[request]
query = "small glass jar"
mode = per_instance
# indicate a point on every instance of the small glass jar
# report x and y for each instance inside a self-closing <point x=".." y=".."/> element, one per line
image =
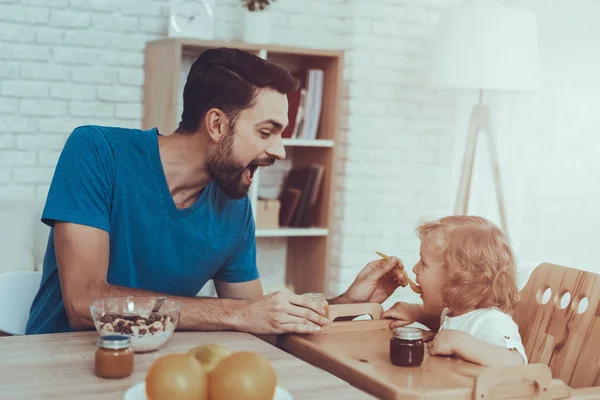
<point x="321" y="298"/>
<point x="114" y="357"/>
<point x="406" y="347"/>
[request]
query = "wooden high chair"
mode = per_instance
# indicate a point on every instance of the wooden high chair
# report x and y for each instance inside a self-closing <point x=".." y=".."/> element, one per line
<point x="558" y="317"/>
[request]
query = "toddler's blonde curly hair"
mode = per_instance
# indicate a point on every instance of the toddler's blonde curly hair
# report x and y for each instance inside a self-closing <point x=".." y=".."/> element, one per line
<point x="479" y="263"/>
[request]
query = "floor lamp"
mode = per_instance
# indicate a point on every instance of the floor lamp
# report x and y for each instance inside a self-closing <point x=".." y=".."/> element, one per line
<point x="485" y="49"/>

= = =

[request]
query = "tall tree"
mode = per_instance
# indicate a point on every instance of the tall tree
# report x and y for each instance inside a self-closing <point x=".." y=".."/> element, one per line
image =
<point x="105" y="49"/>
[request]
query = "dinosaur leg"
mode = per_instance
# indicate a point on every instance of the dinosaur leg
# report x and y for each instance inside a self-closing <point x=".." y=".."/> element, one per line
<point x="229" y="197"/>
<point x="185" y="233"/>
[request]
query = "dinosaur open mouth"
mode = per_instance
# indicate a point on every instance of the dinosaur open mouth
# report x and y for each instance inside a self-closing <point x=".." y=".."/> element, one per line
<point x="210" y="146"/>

= = =

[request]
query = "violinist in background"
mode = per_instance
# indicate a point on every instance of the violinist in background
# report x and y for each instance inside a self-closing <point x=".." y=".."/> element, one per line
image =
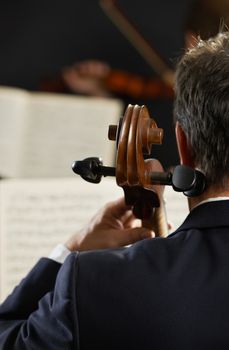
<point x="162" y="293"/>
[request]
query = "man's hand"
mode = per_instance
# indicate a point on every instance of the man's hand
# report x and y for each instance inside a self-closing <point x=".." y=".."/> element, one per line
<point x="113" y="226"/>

= = =

# Activity
Make a list of all lines in the data that contain "blonde".

# Worked solution
query = "toddler's blonde curly hair"
# indicate a point on every instance of the toddler's blonde curly hair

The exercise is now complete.